Task instructions — Starting at the line that has "Where can the" and stopping after the line that has "Target: white door", reproduce the listing below exactly; omit everything else.

Study material —
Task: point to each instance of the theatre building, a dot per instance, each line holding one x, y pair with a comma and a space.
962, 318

...

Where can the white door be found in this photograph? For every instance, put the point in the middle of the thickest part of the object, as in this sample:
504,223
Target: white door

Solution to this problem —
Where can the white door be found in this photograph? For every instance, put the point in the middle of the thickest part of the object, as in this sample:
504,223
Target: white door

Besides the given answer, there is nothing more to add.